_YOUR GOAL_:
Reproduce every one of the following rows word for word, with no changes.

_MATERIAL SHOWN_:
____

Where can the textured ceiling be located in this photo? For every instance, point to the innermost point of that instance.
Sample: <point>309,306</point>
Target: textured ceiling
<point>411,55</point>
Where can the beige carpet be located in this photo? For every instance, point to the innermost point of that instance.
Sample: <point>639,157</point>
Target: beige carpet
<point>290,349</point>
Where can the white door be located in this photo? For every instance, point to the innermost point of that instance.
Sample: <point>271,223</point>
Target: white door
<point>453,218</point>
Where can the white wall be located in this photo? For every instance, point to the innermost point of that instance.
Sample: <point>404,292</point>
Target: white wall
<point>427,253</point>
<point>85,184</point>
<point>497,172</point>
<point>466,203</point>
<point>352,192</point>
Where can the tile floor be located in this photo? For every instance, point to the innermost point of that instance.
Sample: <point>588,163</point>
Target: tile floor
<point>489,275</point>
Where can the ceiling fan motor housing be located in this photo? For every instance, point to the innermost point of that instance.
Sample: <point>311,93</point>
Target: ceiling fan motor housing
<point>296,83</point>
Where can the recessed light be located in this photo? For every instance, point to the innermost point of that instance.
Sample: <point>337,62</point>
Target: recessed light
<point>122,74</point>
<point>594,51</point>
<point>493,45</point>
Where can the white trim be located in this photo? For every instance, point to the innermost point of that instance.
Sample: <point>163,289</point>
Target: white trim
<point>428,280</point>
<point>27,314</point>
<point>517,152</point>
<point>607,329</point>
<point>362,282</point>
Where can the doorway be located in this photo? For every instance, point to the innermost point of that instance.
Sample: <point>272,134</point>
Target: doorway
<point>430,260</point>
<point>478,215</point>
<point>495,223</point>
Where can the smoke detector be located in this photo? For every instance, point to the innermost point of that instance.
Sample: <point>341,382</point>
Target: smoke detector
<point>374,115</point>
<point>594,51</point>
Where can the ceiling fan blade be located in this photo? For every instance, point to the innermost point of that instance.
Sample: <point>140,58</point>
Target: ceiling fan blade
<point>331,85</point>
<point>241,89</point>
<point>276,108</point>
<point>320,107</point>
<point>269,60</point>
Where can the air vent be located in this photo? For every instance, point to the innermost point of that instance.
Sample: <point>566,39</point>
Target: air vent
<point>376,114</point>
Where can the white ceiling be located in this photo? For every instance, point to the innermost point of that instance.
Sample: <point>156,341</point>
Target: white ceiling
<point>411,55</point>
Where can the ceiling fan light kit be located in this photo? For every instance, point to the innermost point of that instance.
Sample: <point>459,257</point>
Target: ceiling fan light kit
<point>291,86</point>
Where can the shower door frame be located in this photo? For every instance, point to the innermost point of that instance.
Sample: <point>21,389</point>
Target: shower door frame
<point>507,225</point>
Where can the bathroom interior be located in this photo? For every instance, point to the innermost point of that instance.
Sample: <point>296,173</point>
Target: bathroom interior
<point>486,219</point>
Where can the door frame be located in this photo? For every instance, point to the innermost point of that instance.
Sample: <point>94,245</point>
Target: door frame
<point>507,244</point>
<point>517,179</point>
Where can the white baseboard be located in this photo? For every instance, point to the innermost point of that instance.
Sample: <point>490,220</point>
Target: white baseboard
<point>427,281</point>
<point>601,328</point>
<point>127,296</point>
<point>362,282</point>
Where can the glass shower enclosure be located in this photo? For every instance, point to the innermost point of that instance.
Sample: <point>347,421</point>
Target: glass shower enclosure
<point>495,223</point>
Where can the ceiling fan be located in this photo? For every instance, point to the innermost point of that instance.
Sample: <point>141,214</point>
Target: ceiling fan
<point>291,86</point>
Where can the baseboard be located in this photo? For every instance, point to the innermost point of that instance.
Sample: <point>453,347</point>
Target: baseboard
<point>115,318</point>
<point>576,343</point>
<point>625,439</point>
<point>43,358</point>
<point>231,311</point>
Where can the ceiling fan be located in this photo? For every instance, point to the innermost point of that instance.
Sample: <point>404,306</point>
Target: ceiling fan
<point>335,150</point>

____

_EXPECTED ANSWER_:
Where can the textured ceiling be located in this photo? For every instance, point to the innermost point of that instance.
Sample: <point>309,306</point>
Target: textured ceiling
<point>411,55</point>
Where can the beige carpet be located in this photo? For every instance, point to the innermost point of that instance.
Sample: <point>639,157</point>
Target: beige carpet
<point>290,349</point>
Where can the white door be located in this photo? For every instance, point to the innermost point of that instance.
Sample: <point>271,223</point>
Target: white door
<point>453,218</point>
Where can the white wall be located in this photo? For every instance, point to the innermost point of that instance.
Sample: <point>404,292</point>
Target: white wall
<point>427,253</point>
<point>85,184</point>
<point>497,172</point>
<point>466,203</point>
<point>352,192</point>
Where can the tile floor be located in this photo? For every instance, point to the innermost point of that instance.
Sample: <point>588,163</point>
Target: tile floor
<point>489,275</point>
Where can the ceiling fan motor housing be located in this photo? For every instance, point to the innermost point of that instance.
Sample: <point>311,93</point>
Target: ceiling fan motor housing
<point>296,83</point>
Where can the recessed light be located in this photo? For every instance, point to the innermost point of that instance.
Sample: <point>337,62</point>
Target: recessed light
<point>122,74</point>
<point>594,51</point>
<point>493,45</point>
Where can the white trim be located in this photo? For every instance, point to the innermost point of that instance.
Sample: <point>163,289</point>
Target: white trim
<point>428,280</point>
<point>27,314</point>
<point>517,152</point>
<point>607,329</point>
<point>362,282</point>
Where can the doorway be located in this photo? For every instance, point to the innermost point of that instance.
Sample: <point>272,134</point>
Target: doorway
<point>430,260</point>
<point>478,215</point>
<point>495,223</point>
Where can the smoke detector be located in this photo? For every instance, point to the innermost point of that instance.
Sample: <point>341,382</point>
Target: smoke detector
<point>374,115</point>
<point>594,51</point>
Where can the ceiling fan blade be located in this photo? For every instance, point to the innermost point of that instance.
Sample: <point>140,58</point>
Target: ceiling fan blade
<point>331,85</point>
<point>241,89</point>
<point>276,108</point>
<point>320,107</point>
<point>269,60</point>
Where can the air vent be located in this photo? For every instance, point to the innermost point of that instance.
Sample: <point>566,39</point>
Target: air vent
<point>376,114</point>
Where can the white ceiling be located in this photo? For every instance, point to the innermost point of that instance.
Sample: <point>156,341</point>
Target: white ceiling
<point>411,55</point>
Where can the ceiling fan light kit be located in this photo? For every instance, point to the innermost point of that instance.
Sample: <point>459,257</point>
Target: ceiling fan light kit
<point>291,86</point>
Where can the shower door frame be located in this photo? For every instance, point to the innermost point of that instance.
Sample: <point>21,389</point>
Target: shower door frame
<point>507,225</point>
Where can the bathroom interior be located in this photo? For every instance, point to the innermost point of that instance.
Sample: <point>296,173</point>
Target: bathroom interior
<point>486,219</point>
Where can the door frame be located in this photo? For every instance, point to the innermost point of that instance.
Sample: <point>94,245</point>
Target: door frame
<point>507,244</point>
<point>517,179</point>
Where can the white baseboard be located in this photo? For every instance, point to the innermost point of that instance.
Sample: <point>490,220</point>
Target: white baseboard
<point>427,281</point>
<point>601,328</point>
<point>127,296</point>
<point>362,282</point>
Where can the glass shower enclosure be located in this photo? For every instance, point to the innermost point of that instance.
Sample: <point>347,421</point>
Target: glass shower enclosure
<point>495,223</point>
Where can the ceiling fan be located in this photo? For every instance, point to the innermost point of that instance.
Sample: <point>141,214</point>
Target: ceiling fan
<point>291,86</point>
Where can the baseboard be located in this photo? For every instance, point to the innermost point of that instance.
Sample: <point>453,347</point>
Target: baseboard
<point>115,318</point>
<point>576,343</point>
<point>625,439</point>
<point>43,358</point>
<point>231,311</point>
Where can the ceiling fan be located in this photo? For every instance, point to the innermost point of that instance.
Sample: <point>404,306</point>
Target: ceiling fan
<point>335,150</point>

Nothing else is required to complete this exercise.